++++ TRECHO CITADO ++++

O grito da Arte Indígena Contemporânea é por mais vida

JAIDER ESBELL

Achamos, e achar é julgar; nos rouba a consciência. Tendemos, e tender é ceder; nos submetemos. Criamos, e criar é fazer; nos colocamos. Abre-se uma cerimônia grandiosa na pequenez do mundo. Em volta da fogueira há sempre entidades, mesmo quando todos se retiram. Tudo tem espírito, por assim dizer, e nós estamos pobres nisso. Desmilinguidos, esvaímo-nos nos ralos, importunando os ratos; sons de pinga-pinga. Em outro ralar, a mulher canta cuidando da vida, pois a morte é certa.

Está a se esvair o todo, e há uma urgência enquanto o outro lado se preenche. São guerras de mundos unindo os conselhos de paz. À parte as artes, miríades de prontidão. Caçadores percorrem distâncias, decididos; entendem a gravidade da missão. O transe da força da fome é o alimento, seguem em juramento. Toca um som erudito e entro como o tal, ente maldito. Pois sigo e digo.

Em uma dança-transmundos, águias coreografam muito alto. Elas dançam eternamente, e nós de cá, à beira do abismo, achamos que duelam. Suas asas fortes, em constante movimento, ventilam nossas estruturas. Estamos enfraquecidos, precisamos de ajuda. Com punhos juntos entregamos nossas últimas forças em mãos erradas.

Alguém malicioso nos observa, à espreita. Há uma hipótese, portanto. Mas, com lamentos, ainda soamos egoístas, e o eco da nova era ainda não reverbera plenamente sobre o ego. Entramos então por outros meios, agimos como se deve. Passagens hão de surgir, pois elas existem e devem estar do nosso lado.

Arrisco dizer que cada um que aqui passar os olhos já flertou com a ideia plena da loucura. O fim, a morte na sua forma mais triste, a nossa. Decerto alguns já percorrem suas almas, quando outros ainda teimam na descrença quanto a uma elevação desta. Outros ainda, porém, já a perderam; vagam, agora, fora de toda ilustração. Nos passeios universais há uma parada; passagem obrigatória.

++++ DADOS FORNECIDOS ++++

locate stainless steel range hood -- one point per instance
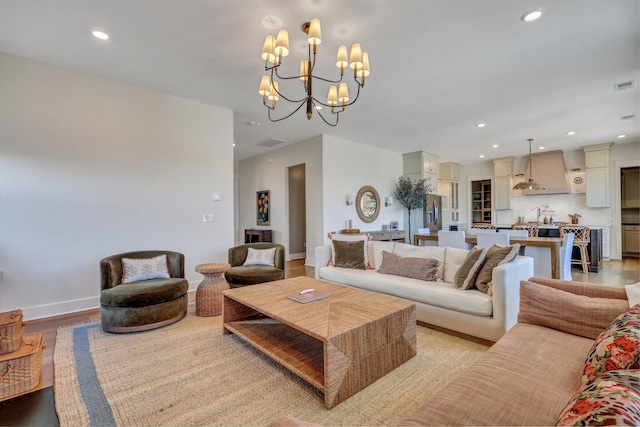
(548, 169)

++++

*LISTA DE TAREFAS*:
(a) Responda a cada pergunta sobre o texto sobre a arte indígena contemporânea:
(i) Segundo o texto, o que a mulher faz enquanto canta?
(ii) Em que altura as águias coreografam?
(iii) Em que mãos entregamos nossas últimas forças?
(b) Imprima sem alterações o trecho do texto sobre a arte indígena contemporânea que vai de "JAIDER ESBELL" até "sigo e digo.".
Responda apoiando-se somente no texto sobre a arte indígena contemporânea.

*RESPOSTAS ESCRITAS*:
(a)
(i) Ela canta cuidando da vida.
(ii) Muito alto.
(iii) Em mãos erradas.

(b)
JAIDER ESBELL

Achamos, e achar é julgar; nos rouba a consciência. Tendemos, e tender é ceder; nos submetemos. Criamos, e criar é fazer; nos colocamos. Abre-se uma cerimônia grandiosa na pequenez do mundo. Em volta da fogueira há sempre entidades, mesmo quando todos se retiram. Tudo tem espírito, por assim dizer, e nós estamos pobres nisso. Desmilinguidos, esvaímo-nos nos ralos, importunando os ratos; sons de pinga-pinga. Em outro ralar, a mulher canta cuidando da vida, pois a morte é certa.

Está a se esvair o todo, e há uma urgência enquanto o outro lado se preenche. São guerras de mundos unindo os conselhos de paz. À parte as artes, miríades de prontidão. Caçadores percorrem distâncias, decididos; entendem a gravidade da missão. O transe da força da fome é o alimento, seguem em juramento. Toca um som erudito e entro como o tal, ente maldito. Pois sigo e digo.